### Task
Starting at the first entry, print everything through the last exactly.

### Dataset
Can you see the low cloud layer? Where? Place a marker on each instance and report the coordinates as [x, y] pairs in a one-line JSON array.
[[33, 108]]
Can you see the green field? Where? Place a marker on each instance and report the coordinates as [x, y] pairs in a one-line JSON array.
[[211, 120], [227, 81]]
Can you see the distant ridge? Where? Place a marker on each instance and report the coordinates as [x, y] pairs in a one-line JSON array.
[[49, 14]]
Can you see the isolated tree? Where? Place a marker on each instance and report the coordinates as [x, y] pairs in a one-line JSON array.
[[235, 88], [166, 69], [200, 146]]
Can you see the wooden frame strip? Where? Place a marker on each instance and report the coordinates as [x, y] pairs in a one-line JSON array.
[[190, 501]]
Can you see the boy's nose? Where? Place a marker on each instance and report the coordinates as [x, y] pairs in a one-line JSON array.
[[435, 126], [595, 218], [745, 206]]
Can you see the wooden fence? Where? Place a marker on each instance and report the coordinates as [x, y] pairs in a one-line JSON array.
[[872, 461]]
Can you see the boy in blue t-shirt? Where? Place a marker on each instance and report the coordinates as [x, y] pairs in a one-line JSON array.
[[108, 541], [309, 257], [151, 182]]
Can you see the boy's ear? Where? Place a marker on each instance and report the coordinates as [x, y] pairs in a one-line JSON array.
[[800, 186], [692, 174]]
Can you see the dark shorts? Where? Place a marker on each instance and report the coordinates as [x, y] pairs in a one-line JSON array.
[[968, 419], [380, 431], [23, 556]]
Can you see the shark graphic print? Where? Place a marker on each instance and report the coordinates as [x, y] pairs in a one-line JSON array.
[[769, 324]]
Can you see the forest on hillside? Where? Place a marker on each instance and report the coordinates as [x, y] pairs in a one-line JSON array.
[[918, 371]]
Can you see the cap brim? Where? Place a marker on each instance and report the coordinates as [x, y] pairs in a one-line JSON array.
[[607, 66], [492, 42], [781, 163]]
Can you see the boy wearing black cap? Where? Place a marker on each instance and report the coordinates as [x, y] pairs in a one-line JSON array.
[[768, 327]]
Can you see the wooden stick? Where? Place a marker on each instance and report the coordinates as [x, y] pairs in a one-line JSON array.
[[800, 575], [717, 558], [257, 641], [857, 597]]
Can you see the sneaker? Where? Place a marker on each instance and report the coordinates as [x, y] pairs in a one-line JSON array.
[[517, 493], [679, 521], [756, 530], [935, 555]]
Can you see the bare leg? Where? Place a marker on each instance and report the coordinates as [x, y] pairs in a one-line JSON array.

### Task output
Can you see the low cloud layer? Where? Place a marker on each instance and report the coordinates as [x, y] pairs in a one-line JSON array.
[[33, 108]]
Can you see the green field? Where? Place a marker on each instance and report the coordinates as [x, y] pairs in a one-line JSON array.
[[211, 120], [227, 81]]
Can you see the distant ridge? Where? Place a marker on each instance and report the coordinates as [x, y] pairs in a one-line JSON array.
[[49, 14]]
Can you see the isolated tree? Where? Place a marker on each instance and report the coordinates as [x, y] pairs in a one-line JSON array.
[[235, 88], [166, 69], [200, 146]]
Can you see the wooden frame strip? Where? Place a marker on each instance and report the coordinates as [x, y] pairs in a one-line JSON array.
[[190, 501]]
Can you see the boy's nose? Where? Place a marker on each instance and report the coordinates as [x, y] pairs in a one-line JSON array.
[[435, 126], [595, 218], [745, 206]]
Can you see the wooden fence? Where? Place a marker on each instance and report the coordinates as [x, y] pairs in a one-line JSON array.
[[872, 461]]
Can you see the boy in blue t-shirt? Where? Place a marker on each instance and report the coordinates as [x, y] pairs in a one-line JSON array.
[[108, 541], [309, 257], [151, 182]]
Can you see the boy's ear? Where? Place a marker on each instance and report the coordinates as [x, y] pairs in a one-line JSON array.
[[800, 186], [692, 174]]
Can you see the dark shorts? Where? Place a marker on each instance and report the coordinates as [x, y] pairs in a one-line JSON array.
[[968, 419], [380, 431], [23, 556]]
Can you see the shark graphic print? Where? Place a marker on each instance and report the coordinates as [x, y] pairs in a one-line JSON array.
[[769, 324]]
Can you see the forest on hillside? Where? Place a marker on each instance and report the coordinates as [x, y] pairs in a one-line JSON array.
[[918, 371]]
Can you see the cap brim? Where? Place a marker on each instance and report the coordinates as [x, y] pairs in a one-line JSON array.
[[607, 66], [492, 42], [781, 163]]
Can you see the boy wearing black cap? Where? Place a marker on each instance and report the coordinates as [x, y] pairs in a one-line JSON array.
[[768, 327]]
Can you see the wooden stick? Where? Place a marker on each instance and report the coordinates as [x, y] pairs in a one-line JSON array.
[[800, 575], [717, 558], [257, 641], [857, 597]]
Can you see the sneaker? Where? Place a marker on each instance and report the coordinates as [x, y] pairs in a one-line JSON array.
[[517, 493], [679, 521], [756, 530], [935, 555]]
Can you see the bare leg? Where? Place a marker on each instance and report the coordinates as [x, y] pairs in a one-line JSON array.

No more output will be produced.